PROBLEM STATEMENT
Reproduce the infant feeding discussion word for word from "She has no other" to "one hour hungry.".

TEXT EXCERPT
She has been gaining roughly only 1 oz per week for the last 5 weeks. And obviously dropping in the percentile chart. Her total intake of milk (expressed breast milk in bottle) is about 20 oz per 24 hours, and at least half of the feedings is a struggle (takes in 2-3 oz, then stops, and have to try again in 30 mins and if we are lucky takes in another 2-3 oz). She does wake up 1-2 times at night for feeding.

She has no other signs of distress (except for waking of 5-6 times per night crying hard needing to be held).

Is this a reason for concern?

  • How old? I'd definitely mention it to the doctor at the next vaccination appointment, assuming that's in the next couple of weeks, but probably there is nothing to be concerned about. Also be careful that you don't overfeed her.
    – Peter
    Apr 8, 2017 at 21:27
  • @Peter. She's 6.5 months old. Doc doesn't have anything to suggest and doesn't have an opinion whether we should be concerned. The most worrying is her last feeding before bed around 7:00pm, where she only takes in 3.5 oz, and would wake up in one hour hungry.
    – user27203
    Apr 8, 2017 at 23:20
  • With 6.5 months you should not give her just breast milk. You must add food to her diet.
    – Peter
    Apr 8, 2017 at 23:29
  • 1
    @Peter that's certainly not true. Solid foods should be introduced when the child is physically ready... this is generally around 6 months but not always. Regardless, the AAP recommends that infants under 1 year get most of their dietary needs met through breast milk. Solid food is extra and for "fun".

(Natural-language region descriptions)
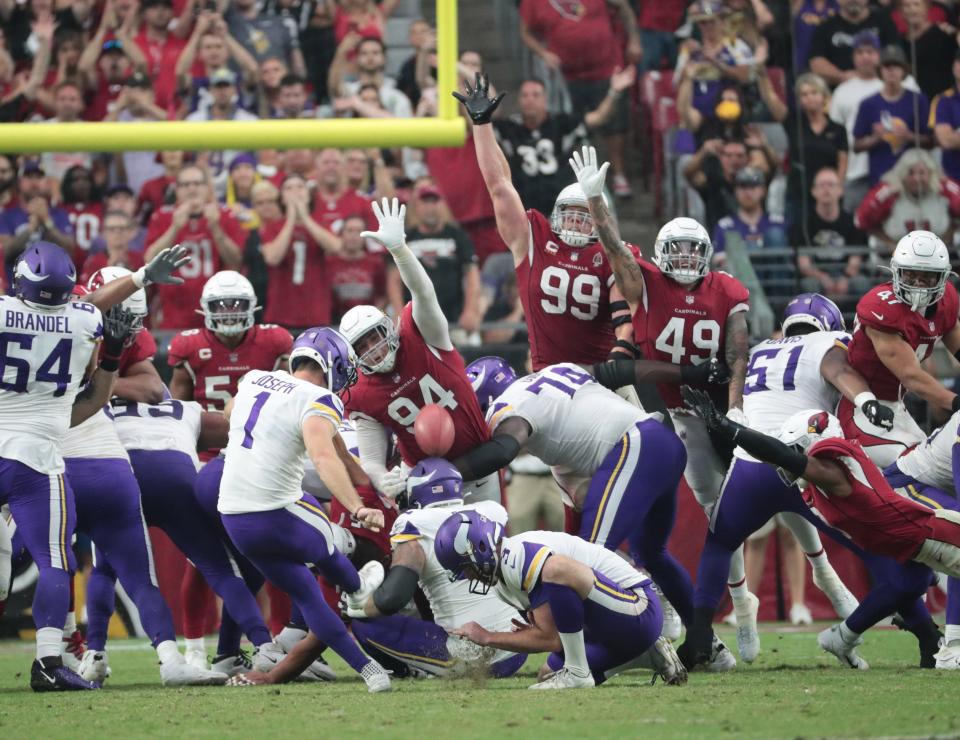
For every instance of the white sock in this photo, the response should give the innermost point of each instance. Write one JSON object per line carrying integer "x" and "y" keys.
{"x": 574, "y": 652}
{"x": 49, "y": 643}
{"x": 847, "y": 634}
{"x": 951, "y": 634}
{"x": 290, "y": 636}
{"x": 168, "y": 653}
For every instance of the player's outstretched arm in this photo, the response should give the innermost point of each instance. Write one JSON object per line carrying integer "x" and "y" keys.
{"x": 626, "y": 271}
{"x": 836, "y": 370}
{"x": 902, "y": 361}
{"x": 426, "y": 308}
{"x": 507, "y": 207}
{"x": 318, "y": 434}
{"x": 158, "y": 270}
{"x": 736, "y": 354}
{"x": 496, "y": 453}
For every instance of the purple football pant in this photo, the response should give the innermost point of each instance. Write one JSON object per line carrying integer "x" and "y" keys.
{"x": 401, "y": 643}
{"x": 633, "y": 497}
{"x": 279, "y": 543}
{"x": 109, "y": 511}
{"x": 934, "y": 498}
{"x": 615, "y": 635}
{"x": 751, "y": 494}
{"x": 43, "y": 508}
{"x": 166, "y": 481}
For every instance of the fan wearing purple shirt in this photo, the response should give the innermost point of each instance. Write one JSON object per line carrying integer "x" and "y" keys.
{"x": 894, "y": 119}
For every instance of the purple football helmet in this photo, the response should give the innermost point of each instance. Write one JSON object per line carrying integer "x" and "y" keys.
{"x": 331, "y": 351}
{"x": 466, "y": 545}
{"x": 44, "y": 276}
{"x": 434, "y": 482}
{"x": 813, "y": 310}
{"x": 489, "y": 376}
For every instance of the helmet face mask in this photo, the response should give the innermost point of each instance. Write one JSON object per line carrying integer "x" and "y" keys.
{"x": 683, "y": 250}
{"x": 228, "y": 303}
{"x": 570, "y": 218}
{"x": 920, "y": 267}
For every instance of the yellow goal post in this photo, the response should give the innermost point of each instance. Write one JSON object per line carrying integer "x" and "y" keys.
{"x": 447, "y": 129}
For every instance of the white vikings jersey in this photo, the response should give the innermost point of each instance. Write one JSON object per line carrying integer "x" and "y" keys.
{"x": 45, "y": 354}
{"x": 311, "y": 478}
{"x": 265, "y": 452}
{"x": 931, "y": 462}
{"x": 94, "y": 439}
{"x": 168, "y": 425}
{"x": 522, "y": 558}
{"x": 575, "y": 420}
{"x": 451, "y": 601}
{"x": 783, "y": 377}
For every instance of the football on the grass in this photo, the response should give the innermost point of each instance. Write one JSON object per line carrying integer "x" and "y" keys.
{"x": 434, "y": 430}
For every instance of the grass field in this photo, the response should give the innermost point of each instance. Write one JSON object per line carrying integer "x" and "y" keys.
{"x": 794, "y": 690}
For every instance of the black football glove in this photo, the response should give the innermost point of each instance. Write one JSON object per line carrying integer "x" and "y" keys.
{"x": 878, "y": 414}
{"x": 713, "y": 372}
{"x": 702, "y": 405}
{"x": 479, "y": 107}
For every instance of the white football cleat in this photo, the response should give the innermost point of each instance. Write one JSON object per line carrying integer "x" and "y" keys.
{"x": 666, "y": 663}
{"x": 94, "y": 667}
{"x": 721, "y": 659}
{"x": 948, "y": 658}
{"x": 196, "y": 658}
{"x": 800, "y": 614}
{"x": 376, "y": 677}
{"x": 181, "y": 673}
{"x": 566, "y": 679}
{"x": 748, "y": 638}
{"x": 827, "y": 580}
{"x": 832, "y": 641}
{"x": 231, "y": 665}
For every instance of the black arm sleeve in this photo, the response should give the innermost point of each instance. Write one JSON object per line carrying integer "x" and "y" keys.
{"x": 488, "y": 457}
{"x": 766, "y": 448}
{"x": 396, "y": 590}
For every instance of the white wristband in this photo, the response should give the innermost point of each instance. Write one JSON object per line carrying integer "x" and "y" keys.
{"x": 862, "y": 398}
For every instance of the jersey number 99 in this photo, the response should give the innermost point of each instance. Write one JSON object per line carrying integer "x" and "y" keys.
{"x": 584, "y": 293}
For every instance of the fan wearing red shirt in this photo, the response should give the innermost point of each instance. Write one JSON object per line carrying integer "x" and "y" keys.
{"x": 403, "y": 368}
{"x": 898, "y": 324}
{"x": 333, "y": 200}
{"x": 294, "y": 249}
{"x": 356, "y": 276}
{"x": 209, "y": 231}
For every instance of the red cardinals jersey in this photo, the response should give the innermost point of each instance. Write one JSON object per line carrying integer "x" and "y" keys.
{"x": 685, "y": 327}
{"x": 361, "y": 282}
{"x": 874, "y": 516}
{"x": 86, "y": 219}
{"x": 294, "y": 293}
{"x": 216, "y": 369}
{"x": 330, "y": 212}
{"x": 881, "y": 310}
{"x": 422, "y": 374}
{"x": 565, "y": 294}
{"x": 179, "y": 303}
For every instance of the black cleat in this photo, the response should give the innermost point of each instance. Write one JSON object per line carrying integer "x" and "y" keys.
{"x": 50, "y": 674}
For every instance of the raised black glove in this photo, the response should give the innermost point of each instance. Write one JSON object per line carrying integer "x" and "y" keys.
{"x": 713, "y": 372}
{"x": 479, "y": 106}
{"x": 118, "y": 325}
{"x": 878, "y": 414}
{"x": 702, "y": 405}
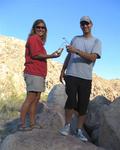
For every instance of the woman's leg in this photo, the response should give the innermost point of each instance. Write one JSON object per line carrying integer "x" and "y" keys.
{"x": 33, "y": 109}
{"x": 30, "y": 98}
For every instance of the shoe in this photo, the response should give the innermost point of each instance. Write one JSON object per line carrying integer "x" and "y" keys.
{"x": 81, "y": 136}
{"x": 66, "y": 130}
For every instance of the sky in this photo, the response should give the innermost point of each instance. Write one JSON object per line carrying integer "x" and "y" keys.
{"x": 62, "y": 18}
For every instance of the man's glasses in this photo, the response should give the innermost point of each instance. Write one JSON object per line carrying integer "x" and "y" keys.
{"x": 83, "y": 23}
{"x": 40, "y": 27}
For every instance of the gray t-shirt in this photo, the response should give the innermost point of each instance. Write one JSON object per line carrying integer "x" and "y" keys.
{"x": 78, "y": 66}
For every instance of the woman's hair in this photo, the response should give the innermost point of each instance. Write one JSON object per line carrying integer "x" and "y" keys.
{"x": 34, "y": 26}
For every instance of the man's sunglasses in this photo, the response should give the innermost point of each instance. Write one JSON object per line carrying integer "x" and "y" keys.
{"x": 84, "y": 23}
{"x": 40, "y": 27}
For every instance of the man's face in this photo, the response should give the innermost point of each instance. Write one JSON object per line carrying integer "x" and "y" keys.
{"x": 86, "y": 27}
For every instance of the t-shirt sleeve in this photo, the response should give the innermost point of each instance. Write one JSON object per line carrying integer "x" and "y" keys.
{"x": 97, "y": 48}
{"x": 35, "y": 46}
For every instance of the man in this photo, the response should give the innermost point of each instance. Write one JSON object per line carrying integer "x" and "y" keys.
{"x": 77, "y": 73}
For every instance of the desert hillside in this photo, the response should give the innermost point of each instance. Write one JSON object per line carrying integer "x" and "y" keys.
{"x": 11, "y": 73}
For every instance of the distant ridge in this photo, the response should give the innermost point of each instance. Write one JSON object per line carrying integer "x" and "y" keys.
{"x": 12, "y": 65}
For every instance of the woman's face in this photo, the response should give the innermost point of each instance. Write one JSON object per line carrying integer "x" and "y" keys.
{"x": 40, "y": 29}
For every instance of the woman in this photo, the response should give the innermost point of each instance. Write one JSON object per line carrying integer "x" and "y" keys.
{"x": 35, "y": 71}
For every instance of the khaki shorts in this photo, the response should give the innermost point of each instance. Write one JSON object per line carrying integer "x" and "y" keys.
{"x": 34, "y": 83}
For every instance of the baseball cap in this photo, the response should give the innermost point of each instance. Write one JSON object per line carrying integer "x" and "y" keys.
{"x": 85, "y": 18}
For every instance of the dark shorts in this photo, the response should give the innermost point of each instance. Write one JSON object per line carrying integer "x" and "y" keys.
{"x": 78, "y": 91}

YOUR SOLUTION
She has no other signs of distress (except for waking of 5-6 times per night crying hard needing to be held).

Is this a reason for concern?

  • How old? I'd definitely mention it to the doctor at the next vaccination appointment, assuming that's in the next couple of weeks, but probably there is nothing to be concerned about. Also be careful that you don't overfeed her.
    – Peter
    Apr 8, 2017 at 21:27
  • @Peter. She's 6.5 months old. Doc doesn't have anything to suggest and doesn't have an opinion whether we should be concerned. The most worrying is her last feeding before bed around 7:00pm, where she only takes in 3.5 oz, and would wake up in one hour hungry.